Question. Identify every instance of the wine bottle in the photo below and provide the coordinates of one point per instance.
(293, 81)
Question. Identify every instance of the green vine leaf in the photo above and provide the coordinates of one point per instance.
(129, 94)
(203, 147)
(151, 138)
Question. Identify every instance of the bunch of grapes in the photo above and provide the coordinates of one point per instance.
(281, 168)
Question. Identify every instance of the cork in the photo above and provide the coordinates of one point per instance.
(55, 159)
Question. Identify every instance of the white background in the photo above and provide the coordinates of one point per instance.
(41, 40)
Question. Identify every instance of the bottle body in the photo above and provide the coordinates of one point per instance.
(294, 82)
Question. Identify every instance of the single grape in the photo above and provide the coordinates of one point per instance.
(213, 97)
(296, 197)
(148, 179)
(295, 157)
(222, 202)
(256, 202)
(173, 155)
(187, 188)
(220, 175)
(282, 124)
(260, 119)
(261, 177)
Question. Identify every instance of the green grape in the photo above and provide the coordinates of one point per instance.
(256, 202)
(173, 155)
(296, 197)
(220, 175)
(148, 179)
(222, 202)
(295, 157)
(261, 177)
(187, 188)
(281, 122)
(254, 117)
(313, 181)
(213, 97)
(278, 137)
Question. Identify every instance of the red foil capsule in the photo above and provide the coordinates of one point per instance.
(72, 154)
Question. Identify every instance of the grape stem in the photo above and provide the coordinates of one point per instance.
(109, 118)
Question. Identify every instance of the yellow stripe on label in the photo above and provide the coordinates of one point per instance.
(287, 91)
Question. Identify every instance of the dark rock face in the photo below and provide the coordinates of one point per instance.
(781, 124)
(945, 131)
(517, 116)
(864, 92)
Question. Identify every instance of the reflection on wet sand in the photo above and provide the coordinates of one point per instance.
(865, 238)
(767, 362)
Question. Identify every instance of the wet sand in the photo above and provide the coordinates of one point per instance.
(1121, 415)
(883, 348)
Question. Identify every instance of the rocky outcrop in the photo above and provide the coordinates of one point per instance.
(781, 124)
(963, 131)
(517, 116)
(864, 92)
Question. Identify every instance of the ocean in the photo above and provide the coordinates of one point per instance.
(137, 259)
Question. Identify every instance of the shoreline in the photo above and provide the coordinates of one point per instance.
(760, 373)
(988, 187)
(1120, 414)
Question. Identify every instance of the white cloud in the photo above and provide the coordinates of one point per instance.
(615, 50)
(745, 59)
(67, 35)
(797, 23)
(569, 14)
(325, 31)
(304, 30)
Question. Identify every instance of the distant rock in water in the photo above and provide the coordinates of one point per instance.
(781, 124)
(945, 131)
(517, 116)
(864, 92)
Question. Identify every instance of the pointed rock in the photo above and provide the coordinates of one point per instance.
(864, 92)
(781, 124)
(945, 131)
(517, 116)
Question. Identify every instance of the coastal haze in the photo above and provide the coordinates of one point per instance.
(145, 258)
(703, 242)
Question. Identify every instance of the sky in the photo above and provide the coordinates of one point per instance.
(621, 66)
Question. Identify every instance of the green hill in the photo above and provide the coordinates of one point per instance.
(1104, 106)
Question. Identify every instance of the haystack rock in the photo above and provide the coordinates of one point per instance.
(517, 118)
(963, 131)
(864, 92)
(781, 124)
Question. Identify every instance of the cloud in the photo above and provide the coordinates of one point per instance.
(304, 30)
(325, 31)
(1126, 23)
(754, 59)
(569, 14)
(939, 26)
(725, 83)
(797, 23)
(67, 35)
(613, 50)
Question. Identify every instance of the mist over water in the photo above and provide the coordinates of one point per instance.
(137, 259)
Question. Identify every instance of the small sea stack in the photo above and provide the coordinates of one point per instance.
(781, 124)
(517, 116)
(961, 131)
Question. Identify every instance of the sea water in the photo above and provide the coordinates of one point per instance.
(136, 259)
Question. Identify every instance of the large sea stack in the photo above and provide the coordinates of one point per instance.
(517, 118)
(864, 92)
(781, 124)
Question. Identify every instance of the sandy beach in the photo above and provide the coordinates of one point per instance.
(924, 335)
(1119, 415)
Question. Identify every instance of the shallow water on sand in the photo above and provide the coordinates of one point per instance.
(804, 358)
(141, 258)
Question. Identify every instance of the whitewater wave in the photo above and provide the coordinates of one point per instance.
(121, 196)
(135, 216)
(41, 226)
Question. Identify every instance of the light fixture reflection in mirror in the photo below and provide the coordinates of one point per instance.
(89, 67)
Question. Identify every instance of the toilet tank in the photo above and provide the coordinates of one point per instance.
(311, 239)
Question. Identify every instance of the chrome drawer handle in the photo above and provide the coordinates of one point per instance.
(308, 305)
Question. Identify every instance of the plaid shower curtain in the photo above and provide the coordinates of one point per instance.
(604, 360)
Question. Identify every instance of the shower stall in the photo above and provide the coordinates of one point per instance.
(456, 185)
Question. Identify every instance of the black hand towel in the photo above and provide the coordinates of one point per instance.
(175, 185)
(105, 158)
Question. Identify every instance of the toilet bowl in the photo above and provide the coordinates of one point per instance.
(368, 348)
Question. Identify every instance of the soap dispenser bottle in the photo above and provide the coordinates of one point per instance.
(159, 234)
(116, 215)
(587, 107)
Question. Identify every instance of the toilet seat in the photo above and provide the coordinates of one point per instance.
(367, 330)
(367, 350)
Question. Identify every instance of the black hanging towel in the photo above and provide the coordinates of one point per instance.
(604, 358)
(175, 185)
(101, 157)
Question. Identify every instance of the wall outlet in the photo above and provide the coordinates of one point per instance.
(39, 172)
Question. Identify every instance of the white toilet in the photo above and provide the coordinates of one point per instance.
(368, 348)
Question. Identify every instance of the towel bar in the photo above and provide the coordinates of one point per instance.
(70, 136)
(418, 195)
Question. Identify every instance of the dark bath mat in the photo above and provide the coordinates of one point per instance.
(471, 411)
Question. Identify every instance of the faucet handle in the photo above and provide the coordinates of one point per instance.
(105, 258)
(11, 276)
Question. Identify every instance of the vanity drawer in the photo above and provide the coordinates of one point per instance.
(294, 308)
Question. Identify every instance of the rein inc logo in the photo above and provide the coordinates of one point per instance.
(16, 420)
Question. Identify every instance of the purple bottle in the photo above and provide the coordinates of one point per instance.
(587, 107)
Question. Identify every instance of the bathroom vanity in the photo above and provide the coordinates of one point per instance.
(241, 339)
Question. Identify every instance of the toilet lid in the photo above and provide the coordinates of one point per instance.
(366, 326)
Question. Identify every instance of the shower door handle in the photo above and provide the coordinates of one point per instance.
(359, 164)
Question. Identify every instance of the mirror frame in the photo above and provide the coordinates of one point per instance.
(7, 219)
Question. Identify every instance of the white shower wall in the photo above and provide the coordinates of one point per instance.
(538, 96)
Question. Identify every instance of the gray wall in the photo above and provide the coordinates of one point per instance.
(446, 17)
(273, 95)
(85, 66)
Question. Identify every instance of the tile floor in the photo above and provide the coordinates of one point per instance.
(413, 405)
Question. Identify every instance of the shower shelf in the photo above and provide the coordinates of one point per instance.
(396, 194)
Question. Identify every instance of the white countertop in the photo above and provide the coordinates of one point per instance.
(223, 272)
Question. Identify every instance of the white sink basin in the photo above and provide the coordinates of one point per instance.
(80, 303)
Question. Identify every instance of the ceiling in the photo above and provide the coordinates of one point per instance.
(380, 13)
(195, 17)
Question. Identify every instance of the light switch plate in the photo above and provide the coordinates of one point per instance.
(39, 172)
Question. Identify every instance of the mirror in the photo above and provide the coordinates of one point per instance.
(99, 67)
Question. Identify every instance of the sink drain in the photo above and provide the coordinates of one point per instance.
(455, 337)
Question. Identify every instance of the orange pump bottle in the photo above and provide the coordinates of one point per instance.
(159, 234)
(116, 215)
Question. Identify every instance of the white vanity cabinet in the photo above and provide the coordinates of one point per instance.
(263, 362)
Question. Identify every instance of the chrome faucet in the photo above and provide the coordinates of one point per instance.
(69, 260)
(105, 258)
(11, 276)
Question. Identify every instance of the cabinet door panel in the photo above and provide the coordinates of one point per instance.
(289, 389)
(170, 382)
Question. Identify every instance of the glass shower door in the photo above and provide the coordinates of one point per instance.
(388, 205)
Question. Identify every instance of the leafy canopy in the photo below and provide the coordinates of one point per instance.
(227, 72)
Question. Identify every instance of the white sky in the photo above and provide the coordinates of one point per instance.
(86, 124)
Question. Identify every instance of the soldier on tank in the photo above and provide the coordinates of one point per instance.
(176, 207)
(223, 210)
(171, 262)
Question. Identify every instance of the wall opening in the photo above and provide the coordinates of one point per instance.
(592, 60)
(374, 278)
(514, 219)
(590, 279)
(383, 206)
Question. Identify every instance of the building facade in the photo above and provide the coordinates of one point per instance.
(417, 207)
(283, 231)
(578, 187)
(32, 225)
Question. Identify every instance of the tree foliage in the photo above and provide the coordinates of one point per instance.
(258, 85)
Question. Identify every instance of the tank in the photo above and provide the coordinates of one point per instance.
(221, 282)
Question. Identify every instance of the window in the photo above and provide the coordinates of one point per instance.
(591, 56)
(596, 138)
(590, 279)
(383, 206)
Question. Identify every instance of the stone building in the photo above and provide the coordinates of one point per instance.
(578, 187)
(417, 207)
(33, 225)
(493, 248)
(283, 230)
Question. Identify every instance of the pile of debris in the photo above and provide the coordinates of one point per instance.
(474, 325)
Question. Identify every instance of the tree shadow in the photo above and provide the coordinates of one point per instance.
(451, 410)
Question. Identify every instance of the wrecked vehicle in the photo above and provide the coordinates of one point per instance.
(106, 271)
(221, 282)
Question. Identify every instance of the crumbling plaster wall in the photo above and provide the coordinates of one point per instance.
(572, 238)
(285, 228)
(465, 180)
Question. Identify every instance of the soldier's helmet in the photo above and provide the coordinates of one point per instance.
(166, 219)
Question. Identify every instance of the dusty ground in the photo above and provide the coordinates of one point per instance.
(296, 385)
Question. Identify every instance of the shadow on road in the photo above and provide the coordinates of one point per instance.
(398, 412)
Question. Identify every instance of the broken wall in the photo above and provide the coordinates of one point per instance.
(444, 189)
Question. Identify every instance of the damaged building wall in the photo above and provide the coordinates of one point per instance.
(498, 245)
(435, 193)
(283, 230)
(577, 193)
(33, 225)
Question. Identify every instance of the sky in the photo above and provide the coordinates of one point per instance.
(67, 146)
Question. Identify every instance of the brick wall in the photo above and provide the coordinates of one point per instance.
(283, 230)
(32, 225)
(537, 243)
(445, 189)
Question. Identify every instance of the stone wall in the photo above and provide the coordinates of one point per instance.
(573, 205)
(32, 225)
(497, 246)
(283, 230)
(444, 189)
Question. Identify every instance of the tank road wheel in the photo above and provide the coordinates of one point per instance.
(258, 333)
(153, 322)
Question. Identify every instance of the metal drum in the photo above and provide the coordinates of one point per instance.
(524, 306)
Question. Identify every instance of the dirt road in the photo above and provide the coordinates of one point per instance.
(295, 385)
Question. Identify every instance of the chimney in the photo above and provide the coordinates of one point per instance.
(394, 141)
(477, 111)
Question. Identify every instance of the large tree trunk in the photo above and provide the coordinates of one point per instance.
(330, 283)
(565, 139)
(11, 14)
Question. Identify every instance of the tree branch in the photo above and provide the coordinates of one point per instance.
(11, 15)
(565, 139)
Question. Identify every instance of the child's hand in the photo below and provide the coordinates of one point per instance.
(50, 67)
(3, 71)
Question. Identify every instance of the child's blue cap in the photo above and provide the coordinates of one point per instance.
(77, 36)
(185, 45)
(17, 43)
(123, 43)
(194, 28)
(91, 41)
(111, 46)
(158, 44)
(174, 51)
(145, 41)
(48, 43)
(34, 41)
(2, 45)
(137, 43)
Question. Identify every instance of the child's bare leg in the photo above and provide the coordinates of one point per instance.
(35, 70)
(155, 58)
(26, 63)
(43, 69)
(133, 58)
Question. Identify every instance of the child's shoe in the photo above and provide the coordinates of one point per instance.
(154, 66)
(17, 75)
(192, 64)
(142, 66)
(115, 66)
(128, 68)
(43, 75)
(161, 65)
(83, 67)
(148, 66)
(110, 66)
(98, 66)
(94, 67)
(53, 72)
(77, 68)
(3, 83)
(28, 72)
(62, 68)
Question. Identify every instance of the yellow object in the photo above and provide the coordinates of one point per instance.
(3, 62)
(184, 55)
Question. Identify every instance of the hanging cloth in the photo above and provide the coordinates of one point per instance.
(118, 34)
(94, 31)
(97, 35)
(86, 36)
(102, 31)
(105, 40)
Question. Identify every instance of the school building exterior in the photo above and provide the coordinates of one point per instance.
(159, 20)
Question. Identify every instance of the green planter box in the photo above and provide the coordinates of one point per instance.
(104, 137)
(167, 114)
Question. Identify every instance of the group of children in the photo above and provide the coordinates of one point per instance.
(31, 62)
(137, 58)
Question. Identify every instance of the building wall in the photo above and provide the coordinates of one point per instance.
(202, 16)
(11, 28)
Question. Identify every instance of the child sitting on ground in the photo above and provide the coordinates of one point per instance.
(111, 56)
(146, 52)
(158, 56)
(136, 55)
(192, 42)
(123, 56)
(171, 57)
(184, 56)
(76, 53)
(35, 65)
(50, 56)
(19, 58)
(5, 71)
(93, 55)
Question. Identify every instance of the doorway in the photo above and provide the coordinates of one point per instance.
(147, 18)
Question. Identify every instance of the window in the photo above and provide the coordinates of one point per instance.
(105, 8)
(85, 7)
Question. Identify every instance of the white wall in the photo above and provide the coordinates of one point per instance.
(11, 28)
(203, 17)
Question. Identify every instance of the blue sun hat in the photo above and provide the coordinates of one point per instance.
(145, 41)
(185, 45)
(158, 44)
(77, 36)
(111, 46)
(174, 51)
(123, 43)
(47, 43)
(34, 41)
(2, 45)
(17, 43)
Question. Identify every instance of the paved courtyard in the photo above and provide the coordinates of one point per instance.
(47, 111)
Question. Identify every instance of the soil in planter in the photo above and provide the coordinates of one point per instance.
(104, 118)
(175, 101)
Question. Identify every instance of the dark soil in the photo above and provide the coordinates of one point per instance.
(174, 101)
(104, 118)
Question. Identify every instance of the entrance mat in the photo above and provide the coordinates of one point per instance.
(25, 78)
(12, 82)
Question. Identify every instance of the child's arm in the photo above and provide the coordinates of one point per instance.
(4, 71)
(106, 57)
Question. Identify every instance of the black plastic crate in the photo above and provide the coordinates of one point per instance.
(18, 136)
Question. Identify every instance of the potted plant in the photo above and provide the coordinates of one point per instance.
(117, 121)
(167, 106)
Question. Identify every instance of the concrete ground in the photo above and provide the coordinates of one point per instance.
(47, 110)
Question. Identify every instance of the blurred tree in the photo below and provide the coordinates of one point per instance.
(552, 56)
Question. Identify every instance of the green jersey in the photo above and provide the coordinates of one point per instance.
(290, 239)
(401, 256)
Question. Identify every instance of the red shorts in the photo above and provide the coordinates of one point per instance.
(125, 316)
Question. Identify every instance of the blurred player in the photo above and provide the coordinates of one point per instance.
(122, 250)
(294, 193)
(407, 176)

..............................

> _Instructions for the task_: Take the line in which "Question. Identify every instance of the paved" occurs and each subsequent line through the end; give these lines again without alteration.

> _In response_:
Question. Identify every instance of the paved courtyard in the photo above and provide the coordinates of one point per instance.
(47, 111)
Question. Identify every instance of the soil in planter in the photo above and provide the coordinates of one point per instance.
(104, 118)
(175, 101)
Question. Identify every instance of the dark soil in the photo above and provide the coordinates of one point per instance.
(174, 101)
(104, 118)
Question. Identify every instance of the entrance mat in the photo above and provide the coordinates of one point per instance.
(25, 78)
(12, 82)
Question. Identify every instance of the child's arm in the photo above and provide the coordinates of one point per instance.
(4, 71)
(106, 57)
Question. Identify every instance of the black plastic crate in the photo above and provide the coordinates of one point per instance.
(18, 136)
Question. Identify every instance of the potted plant in the photo above and provide the coordinates of one point per instance.
(117, 121)
(167, 106)
Question. Identify every instance of the concrete ground in the photo above and provide the coordinates of one point per instance.
(47, 110)
Question. Identify every instance of the blurred tree in the photo below and provide the coordinates of one point per instance.
(552, 56)
Question. Identify every instance of the green jersey in the photo above and provide the coordinates of one point per instance.
(290, 239)
(401, 256)
Question. Identify every instance of the red shorts in the photo above and provide the coordinates of one point per instance.
(125, 316)
Question. Identify every instance of the blurred player in the photo above and provide the coordinates of one point per instance.
(122, 250)
(294, 193)
(407, 176)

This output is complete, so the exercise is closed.